-- start MATERIAL PROVIDED --

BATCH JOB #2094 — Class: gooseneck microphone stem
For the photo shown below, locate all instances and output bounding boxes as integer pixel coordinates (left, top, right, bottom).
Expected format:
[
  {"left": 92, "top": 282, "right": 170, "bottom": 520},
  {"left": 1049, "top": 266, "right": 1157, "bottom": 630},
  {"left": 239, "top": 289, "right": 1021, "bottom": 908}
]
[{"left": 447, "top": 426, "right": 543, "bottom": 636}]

-- end MATERIAL PROVIDED --
-- start MATERIAL PROVIDED --

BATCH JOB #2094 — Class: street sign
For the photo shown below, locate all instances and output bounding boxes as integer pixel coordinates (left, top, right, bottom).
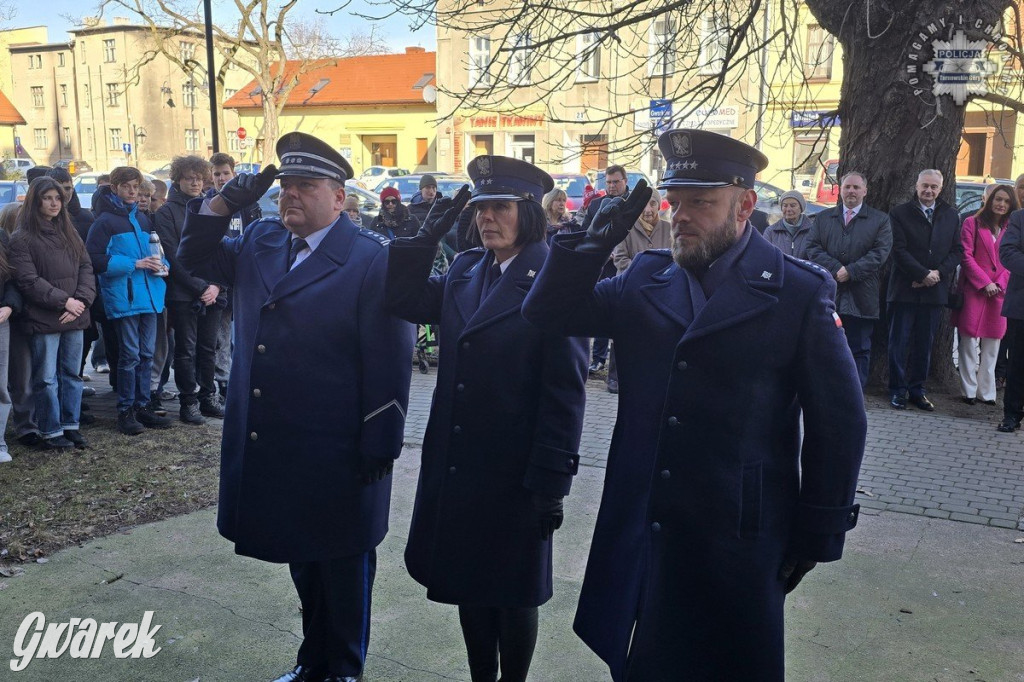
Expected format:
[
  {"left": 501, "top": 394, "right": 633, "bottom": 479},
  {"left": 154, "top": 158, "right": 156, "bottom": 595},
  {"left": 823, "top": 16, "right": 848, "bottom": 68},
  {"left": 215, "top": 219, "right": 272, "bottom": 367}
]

-- end MATERIAL PROVIDED --
-- start MATERIAL PROVIDED --

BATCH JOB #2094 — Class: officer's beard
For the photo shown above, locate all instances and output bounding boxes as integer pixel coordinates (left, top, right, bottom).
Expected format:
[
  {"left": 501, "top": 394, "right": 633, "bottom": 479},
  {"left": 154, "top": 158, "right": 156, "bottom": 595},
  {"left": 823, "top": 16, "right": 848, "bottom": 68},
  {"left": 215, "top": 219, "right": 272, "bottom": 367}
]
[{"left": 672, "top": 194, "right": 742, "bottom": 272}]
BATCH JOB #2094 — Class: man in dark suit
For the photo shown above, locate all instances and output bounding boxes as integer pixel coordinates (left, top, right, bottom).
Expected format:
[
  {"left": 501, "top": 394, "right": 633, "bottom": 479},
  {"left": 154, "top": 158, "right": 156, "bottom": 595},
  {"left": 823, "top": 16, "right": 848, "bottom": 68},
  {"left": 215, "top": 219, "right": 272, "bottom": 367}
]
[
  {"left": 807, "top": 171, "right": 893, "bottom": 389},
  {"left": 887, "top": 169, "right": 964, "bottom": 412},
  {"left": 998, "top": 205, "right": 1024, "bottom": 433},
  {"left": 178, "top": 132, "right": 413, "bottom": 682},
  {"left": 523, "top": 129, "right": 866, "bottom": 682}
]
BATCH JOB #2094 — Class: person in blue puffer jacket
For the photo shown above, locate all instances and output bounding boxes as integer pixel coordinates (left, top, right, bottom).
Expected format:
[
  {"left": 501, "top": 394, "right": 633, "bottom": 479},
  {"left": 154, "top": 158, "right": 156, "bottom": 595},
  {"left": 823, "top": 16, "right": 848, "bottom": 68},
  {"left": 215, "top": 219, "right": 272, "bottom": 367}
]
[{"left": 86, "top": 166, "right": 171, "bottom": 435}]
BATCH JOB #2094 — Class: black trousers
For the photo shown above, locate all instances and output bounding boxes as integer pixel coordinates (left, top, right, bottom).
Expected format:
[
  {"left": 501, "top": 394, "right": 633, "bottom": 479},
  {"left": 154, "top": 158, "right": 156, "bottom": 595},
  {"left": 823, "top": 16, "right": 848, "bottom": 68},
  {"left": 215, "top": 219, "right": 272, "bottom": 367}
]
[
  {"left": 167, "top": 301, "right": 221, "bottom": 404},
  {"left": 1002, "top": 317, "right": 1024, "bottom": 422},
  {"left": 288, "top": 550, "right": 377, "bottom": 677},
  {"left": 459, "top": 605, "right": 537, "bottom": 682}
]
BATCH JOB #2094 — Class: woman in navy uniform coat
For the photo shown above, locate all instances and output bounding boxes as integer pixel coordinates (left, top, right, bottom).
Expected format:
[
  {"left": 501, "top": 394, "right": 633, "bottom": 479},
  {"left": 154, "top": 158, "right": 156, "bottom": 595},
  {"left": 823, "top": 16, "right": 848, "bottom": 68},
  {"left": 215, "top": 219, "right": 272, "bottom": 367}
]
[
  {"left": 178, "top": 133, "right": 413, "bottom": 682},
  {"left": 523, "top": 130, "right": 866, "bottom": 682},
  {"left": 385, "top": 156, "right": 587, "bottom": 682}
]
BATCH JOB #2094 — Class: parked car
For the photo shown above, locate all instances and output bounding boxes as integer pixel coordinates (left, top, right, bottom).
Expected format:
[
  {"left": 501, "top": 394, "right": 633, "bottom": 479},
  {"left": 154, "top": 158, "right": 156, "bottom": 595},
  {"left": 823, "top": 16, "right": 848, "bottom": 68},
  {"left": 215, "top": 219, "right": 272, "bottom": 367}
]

-- end MATERIAL PROVIDED --

-- WHAT IS EXPECTED --
Select every line in the entries above that contains the string "Class" and copy those lines out.

-- CORRECT OUTPUT --
BATCH JOB #2094 — Class: gooseneck microphone stem
BATCH JOB #2094 — Class: street sign
BATCH JOB #2094 — Class: officer's beard
BATCH JOB #2094 — Class: man in dark suit
BATCH JOB #2094 — Class: person in blue puffer jacket
BATCH JOB #2094 — Class: black trousers
BATCH JOB #2094 — Class: woman in navy uniform coat
BATCH JOB #2094 — Class: parked car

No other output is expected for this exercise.